_COMPLETE THE FOLLOWING_
a) List every player named in the baseball article.
b) Carry on the baseball article from the point where it ends.

___ TEXT TO READ ___

Kishi gives Takeda a lesson in playoff baseball


Staff Writer

Shota Takeda has all kinds of talent. At the tender age of 19, the Fukuoka Softbank Hawks right-hander made 11 starts this season, winning eight and finishing the year with a 1.08 ERA.

It could probably be said that Takeda has more raw talent than the Seibu Lions’ Takayuki Kishi, the pitcher he opposed on Sunday at Seibu Dome. Kishi, however, is a veteran of six seasons and a former Japan Series MVP.

Talent can take you many places, but sometimes winning comes with experience.

The prodigious talent Takeda failed badly in his first postseason appearance, giving up five runs — four earned — and lasting just 2 1/3 innings in the Hawks’ 8-0 loss to the Lions in Game 2 of the Pacific League Climax Series first stage.

“He’s in his first year out of high school and doesn’t have experience on a big stage like this,” Lions shortstop Hiroyuki Nakajima said. “I think that affected him.”

___ STORED RECORDS ___

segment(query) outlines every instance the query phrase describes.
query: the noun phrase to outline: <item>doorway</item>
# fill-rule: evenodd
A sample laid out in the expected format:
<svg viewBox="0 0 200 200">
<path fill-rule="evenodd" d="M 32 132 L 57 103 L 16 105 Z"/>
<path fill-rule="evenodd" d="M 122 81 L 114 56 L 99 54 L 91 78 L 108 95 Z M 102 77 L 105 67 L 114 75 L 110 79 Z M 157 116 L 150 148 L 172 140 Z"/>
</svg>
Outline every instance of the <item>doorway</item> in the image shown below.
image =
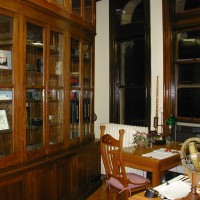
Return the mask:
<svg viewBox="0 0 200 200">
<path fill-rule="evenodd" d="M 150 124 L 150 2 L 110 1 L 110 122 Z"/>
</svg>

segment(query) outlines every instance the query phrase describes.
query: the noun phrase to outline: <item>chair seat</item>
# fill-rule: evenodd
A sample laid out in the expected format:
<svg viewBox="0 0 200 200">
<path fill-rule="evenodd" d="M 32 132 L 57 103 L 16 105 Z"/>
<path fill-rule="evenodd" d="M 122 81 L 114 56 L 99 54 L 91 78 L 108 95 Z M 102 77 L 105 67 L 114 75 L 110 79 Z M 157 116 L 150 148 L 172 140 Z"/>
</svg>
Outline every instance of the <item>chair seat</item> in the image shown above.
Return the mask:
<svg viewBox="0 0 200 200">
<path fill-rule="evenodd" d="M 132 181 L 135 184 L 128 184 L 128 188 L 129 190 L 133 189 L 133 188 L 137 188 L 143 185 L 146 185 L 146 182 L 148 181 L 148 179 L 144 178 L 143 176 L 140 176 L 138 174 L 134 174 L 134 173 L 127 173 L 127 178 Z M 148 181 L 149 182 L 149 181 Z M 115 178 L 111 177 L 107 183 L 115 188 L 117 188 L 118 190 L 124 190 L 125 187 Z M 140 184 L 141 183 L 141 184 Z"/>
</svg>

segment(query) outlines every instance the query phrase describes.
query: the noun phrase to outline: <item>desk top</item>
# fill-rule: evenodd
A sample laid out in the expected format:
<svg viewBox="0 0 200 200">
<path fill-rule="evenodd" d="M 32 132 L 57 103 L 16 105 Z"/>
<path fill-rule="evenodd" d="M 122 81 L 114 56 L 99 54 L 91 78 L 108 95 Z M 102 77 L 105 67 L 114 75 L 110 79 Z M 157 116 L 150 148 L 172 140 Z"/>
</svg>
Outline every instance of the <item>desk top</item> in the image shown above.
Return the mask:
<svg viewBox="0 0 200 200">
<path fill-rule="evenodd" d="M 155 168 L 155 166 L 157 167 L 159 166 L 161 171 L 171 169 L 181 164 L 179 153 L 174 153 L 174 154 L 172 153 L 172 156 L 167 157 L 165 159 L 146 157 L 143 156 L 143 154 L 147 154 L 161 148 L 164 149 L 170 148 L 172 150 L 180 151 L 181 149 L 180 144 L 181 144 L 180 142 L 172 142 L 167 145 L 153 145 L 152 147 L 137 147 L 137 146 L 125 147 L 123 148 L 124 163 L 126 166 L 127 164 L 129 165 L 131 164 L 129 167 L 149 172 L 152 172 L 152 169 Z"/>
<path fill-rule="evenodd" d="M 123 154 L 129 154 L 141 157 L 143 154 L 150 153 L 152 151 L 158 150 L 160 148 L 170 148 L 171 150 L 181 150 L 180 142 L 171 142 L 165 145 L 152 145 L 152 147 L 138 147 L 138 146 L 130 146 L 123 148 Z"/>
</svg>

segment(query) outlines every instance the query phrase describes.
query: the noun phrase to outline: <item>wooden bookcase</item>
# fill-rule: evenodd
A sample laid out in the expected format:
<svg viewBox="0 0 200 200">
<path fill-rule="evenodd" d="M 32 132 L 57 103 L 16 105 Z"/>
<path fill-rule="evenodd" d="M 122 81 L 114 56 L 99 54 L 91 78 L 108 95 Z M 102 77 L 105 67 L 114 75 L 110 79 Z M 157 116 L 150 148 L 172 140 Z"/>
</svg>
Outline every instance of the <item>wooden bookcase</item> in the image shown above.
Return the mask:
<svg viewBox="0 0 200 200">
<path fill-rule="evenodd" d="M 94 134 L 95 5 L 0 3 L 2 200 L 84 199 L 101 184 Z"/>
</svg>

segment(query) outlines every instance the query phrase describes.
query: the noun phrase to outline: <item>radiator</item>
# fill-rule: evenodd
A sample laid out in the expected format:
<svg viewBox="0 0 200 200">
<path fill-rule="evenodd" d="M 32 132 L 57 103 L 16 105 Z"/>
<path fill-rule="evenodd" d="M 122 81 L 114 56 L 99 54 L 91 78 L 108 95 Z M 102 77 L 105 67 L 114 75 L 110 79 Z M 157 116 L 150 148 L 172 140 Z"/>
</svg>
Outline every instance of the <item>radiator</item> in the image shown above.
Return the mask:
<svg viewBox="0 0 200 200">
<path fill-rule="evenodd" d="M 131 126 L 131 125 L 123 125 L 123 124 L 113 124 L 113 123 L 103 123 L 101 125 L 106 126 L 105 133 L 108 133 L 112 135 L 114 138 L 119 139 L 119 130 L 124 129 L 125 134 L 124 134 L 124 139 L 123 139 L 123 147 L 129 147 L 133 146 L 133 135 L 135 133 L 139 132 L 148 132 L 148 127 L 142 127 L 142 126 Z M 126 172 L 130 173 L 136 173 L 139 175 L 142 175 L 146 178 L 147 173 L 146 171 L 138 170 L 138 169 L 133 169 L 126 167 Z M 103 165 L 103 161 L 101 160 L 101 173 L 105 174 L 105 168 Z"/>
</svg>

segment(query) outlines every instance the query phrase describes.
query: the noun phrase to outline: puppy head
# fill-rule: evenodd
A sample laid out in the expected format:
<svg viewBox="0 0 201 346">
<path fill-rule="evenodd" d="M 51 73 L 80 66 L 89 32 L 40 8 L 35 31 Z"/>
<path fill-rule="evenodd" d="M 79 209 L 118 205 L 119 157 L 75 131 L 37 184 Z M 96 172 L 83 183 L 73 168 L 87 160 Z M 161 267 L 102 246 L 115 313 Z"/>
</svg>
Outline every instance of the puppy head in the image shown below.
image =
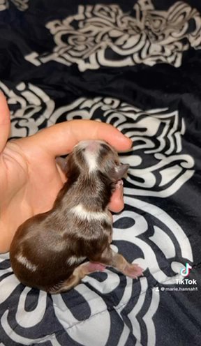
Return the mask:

___

_ANSWERS TO THE PROBLEMS_
a) Shota Takeda, Takayuki Kishi, Hiroyuki Nakajima

b)
Takeda, the first rookie to start a Climax Series game after being drafted out of high school, walked three batters in the third inning, which in turn helped lead to a seven-run Seibu outburst the Hawks wouldn’t recover from.

“Our batters tried to study his pitches, draw walks, and put pressure on him,” Lions manager Hisanobu Watanabe said. “Takeda is a young pitcher, and we got to him nicely.”

Kishi, on the other hand, got himself in trouble early, but was able to work through it.

He gave up a one-out double to Yuya Hasegawa and a single to Seiichi Uchikawa to put runners on first and third in the opening frame. He threw three balls to cleanup hitter Wily Mo Pena before finally retiring him and struck out Nobuhiro Matsuda to end the inning.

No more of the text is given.